## TASK TO COMPLETE
Write out the records below again, with each "marker" replaced by "dot" and nothing else changed.

## RECORDS PROVIDED
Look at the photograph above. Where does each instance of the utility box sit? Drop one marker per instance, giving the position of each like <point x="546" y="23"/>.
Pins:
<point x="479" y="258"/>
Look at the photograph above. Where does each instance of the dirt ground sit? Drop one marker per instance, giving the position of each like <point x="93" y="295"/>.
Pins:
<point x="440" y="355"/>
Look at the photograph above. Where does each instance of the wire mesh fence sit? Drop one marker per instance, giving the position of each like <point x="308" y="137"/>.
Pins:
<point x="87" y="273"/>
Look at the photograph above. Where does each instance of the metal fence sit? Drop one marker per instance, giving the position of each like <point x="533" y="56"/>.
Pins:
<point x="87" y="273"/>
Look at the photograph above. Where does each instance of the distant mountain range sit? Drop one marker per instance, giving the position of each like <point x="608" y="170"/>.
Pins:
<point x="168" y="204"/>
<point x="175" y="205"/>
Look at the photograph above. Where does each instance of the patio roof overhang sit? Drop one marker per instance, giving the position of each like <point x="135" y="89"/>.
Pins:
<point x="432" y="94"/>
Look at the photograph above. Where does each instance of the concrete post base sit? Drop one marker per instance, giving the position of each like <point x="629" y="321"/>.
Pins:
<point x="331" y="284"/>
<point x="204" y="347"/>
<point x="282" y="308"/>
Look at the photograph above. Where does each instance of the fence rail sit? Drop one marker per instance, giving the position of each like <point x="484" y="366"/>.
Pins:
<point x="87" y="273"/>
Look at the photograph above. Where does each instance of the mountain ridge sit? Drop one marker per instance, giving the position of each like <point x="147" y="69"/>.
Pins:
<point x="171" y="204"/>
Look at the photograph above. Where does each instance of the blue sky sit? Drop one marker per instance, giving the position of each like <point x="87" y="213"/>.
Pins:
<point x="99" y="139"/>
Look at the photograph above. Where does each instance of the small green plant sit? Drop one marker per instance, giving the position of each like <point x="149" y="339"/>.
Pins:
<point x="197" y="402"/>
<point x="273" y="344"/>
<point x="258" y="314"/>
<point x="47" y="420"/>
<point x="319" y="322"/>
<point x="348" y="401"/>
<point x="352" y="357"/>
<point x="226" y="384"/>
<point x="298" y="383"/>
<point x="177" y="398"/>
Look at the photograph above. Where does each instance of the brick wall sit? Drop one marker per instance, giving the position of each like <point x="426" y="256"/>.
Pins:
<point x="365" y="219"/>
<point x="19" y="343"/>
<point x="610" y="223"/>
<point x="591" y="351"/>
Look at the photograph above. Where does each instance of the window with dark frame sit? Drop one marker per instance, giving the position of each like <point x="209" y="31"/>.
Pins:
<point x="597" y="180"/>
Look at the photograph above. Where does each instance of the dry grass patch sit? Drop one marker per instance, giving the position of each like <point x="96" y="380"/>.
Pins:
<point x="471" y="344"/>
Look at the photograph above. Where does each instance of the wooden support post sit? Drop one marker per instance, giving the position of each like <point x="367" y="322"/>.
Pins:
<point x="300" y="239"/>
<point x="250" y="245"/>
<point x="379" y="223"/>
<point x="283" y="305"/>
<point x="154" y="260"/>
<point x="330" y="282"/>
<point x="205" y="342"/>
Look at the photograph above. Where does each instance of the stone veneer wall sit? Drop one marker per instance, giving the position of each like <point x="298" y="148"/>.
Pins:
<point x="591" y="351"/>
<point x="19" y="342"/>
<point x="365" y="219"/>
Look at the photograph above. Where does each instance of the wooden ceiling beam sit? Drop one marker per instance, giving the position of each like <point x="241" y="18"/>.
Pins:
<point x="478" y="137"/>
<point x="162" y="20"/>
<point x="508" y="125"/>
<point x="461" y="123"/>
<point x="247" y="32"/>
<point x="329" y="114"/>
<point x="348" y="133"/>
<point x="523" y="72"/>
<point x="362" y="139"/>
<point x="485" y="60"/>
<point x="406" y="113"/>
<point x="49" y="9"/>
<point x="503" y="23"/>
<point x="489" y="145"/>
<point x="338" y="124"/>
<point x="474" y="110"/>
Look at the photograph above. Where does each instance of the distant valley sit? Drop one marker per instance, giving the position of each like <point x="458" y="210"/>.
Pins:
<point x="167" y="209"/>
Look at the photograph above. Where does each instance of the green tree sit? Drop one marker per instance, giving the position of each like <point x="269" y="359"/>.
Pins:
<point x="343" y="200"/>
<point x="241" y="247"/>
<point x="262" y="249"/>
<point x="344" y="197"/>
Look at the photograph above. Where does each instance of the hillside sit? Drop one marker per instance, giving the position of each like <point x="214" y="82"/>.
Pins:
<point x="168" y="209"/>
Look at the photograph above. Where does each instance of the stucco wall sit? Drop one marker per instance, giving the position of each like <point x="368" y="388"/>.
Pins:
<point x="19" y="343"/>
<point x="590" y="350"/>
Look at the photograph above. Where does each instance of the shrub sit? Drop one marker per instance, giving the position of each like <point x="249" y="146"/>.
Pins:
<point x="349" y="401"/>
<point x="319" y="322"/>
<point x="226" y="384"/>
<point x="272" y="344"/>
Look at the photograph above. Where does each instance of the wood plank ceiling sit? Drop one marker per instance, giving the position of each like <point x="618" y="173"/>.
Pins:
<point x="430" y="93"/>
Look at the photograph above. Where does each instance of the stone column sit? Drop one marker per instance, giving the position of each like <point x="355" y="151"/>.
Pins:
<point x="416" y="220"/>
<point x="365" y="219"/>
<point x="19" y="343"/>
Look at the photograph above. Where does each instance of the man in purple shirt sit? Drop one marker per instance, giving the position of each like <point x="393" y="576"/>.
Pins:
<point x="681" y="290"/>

## ANSWER TO THE TASK
Look at the photograph above. Where does each instance of the utility box sit? Drop one dot per instance, giving the position of each like <point x="546" y="23"/>.
Pins:
<point x="479" y="258"/>
Look at the photograph above. Where does each instance of the dirt ground sit? Drop one dot per instance, giving the position of each like <point x="93" y="295"/>.
Pins:
<point x="440" y="355"/>
Look at the photograph above. Where does each instance of the wire mesh fence sit? Drop one dot per instance, giving the position of each like <point x="308" y="137"/>.
Pins:
<point x="87" y="273"/>
Look at the photograph above. Where does each instance of the metal fence sit? Drop one dot per instance, giving the position of each like <point x="533" y="56"/>.
Pins:
<point x="87" y="273"/>
Look at the photograph above. Where does each instance of the distant mountain range sit? Drop one dot per instance, giving the position of each like <point x="608" y="170"/>.
Pins:
<point x="168" y="204"/>
<point x="175" y="205"/>
Look at the photograph above. Where does each instance of the patio roof overhang sit? Drop one dot per instance, giving the position of each like <point x="135" y="89"/>.
Pins:
<point x="432" y="94"/>
Look at the photograph above. Where does each instance of the concrete post base sit? Drop one dot per instance, giving the position of each like <point x="629" y="321"/>.
Pins:
<point x="331" y="284"/>
<point x="204" y="347"/>
<point x="282" y="308"/>
Look at the photograph above. Where does each instance of the fence rail sit? Drop one dot per instance, giving the position of each like <point x="484" y="366"/>.
Pins:
<point x="87" y="273"/>
Look at the photograph above. Where does each instance of the mountain ridge sit? Drop one dot per instance, giving the position of each like <point x="147" y="69"/>.
Pins:
<point x="171" y="204"/>
Look at the photograph above. Where does each instance of the blue sky sit? Drop one dot per instance, giving the position of each like <point x="87" y="213"/>.
Pins:
<point x="99" y="139"/>
Look at the photograph above. Where does each instance of the small green plant sit? Drop one dot per instance, giving the position of each like <point x="149" y="339"/>.
Pins:
<point x="197" y="402"/>
<point x="273" y="344"/>
<point x="258" y="314"/>
<point x="47" y="420"/>
<point x="319" y="322"/>
<point x="348" y="401"/>
<point x="352" y="357"/>
<point x="226" y="384"/>
<point x="298" y="383"/>
<point x="177" y="398"/>
Look at the photograph above. Where does each instance of the brick wall sit? Drop one dot per instance, giving the position of each like <point x="426" y="256"/>.
Pins:
<point x="365" y="219"/>
<point x="19" y="343"/>
<point x="610" y="223"/>
<point x="591" y="351"/>
Look at the photograph above. Where does each instance of the window with dark frame sit? Drop one dot per instance, giving the position of each like <point x="209" y="31"/>.
Pins:
<point x="597" y="180"/>
Look at the photograph above. Where does each instance of the dry grass patch sit? Drop one dot per instance, giving the position of each like <point x="96" y="380"/>.
Pins:
<point x="471" y="344"/>
Look at the photograph above. Where does each instance of the wooden support post sit? Drop one dot per instance, giving the position of each like <point x="367" y="322"/>.
Pins:
<point x="300" y="239"/>
<point x="250" y="245"/>
<point x="379" y="223"/>
<point x="283" y="305"/>
<point x="154" y="260"/>
<point x="330" y="282"/>
<point x="205" y="342"/>
Look at the photograph above. Where does each instance of the stone veneer wall sit? Drop one dot per instance, giving the position of each like <point x="298" y="148"/>.
Pins:
<point x="591" y="351"/>
<point x="19" y="342"/>
<point x="365" y="219"/>
Look at the photograph above. Where does each instance of the wooden ceiling beam sit? Drop one dot per instance, giving the position of each like <point x="241" y="18"/>.
Pins:
<point x="478" y="137"/>
<point x="162" y="20"/>
<point x="508" y="125"/>
<point x="461" y="123"/>
<point x="247" y="32"/>
<point x="329" y="114"/>
<point x="348" y="133"/>
<point x="523" y="72"/>
<point x="362" y="139"/>
<point x="485" y="60"/>
<point x="406" y="113"/>
<point x="49" y="9"/>
<point x="503" y="23"/>
<point x="489" y="145"/>
<point x="338" y="124"/>
<point x="474" y="110"/>
Look at the photograph above. Where does each instance of the distant valley sit? Drop one dot per instance, giving the position of each like <point x="458" y="210"/>.
Pins:
<point x="167" y="209"/>
Look at the photograph above. Where does each instance of the green tree sit? Drop one dot per instance, giving the position of each like <point x="269" y="359"/>.
Pins:
<point x="343" y="200"/>
<point x="241" y="247"/>
<point x="262" y="249"/>
<point x="344" y="197"/>
Look at the photograph above. Where does each instance of the hillside sit? Drop one dot per instance, giving the position of each like <point x="214" y="82"/>.
Pins:
<point x="168" y="209"/>
Look at the photograph above. Where does each instance of the stucco wall sit? Drop one dot per instance, giving the position of each like <point x="368" y="388"/>.
Pins:
<point x="19" y="343"/>
<point x="590" y="350"/>
Look at the photograph above. Where does each instance of the shrub sit? Drop one dot per instance, giving the position of each like <point x="249" y="146"/>.
Pins:
<point x="349" y="401"/>
<point x="319" y="322"/>
<point x="226" y="384"/>
<point x="272" y="344"/>
Look at the photograph above. Where does each instance of the wood plank ceiling sit? Drop one dot per instance, giving the position of each like <point x="618" y="173"/>.
Pins:
<point x="430" y="93"/>
Look at the photograph above. Where does each instance of the stone column sit? Drop one dot per instance, giving the position of each like <point x="355" y="151"/>.
Pins:
<point x="416" y="220"/>
<point x="365" y="219"/>
<point x="19" y="343"/>
Look at the photograph above. Where does each instance of the man in purple shirt sit? Drop one dot per instance, giving the position of each like <point x="393" y="576"/>.
Pins:
<point x="681" y="290"/>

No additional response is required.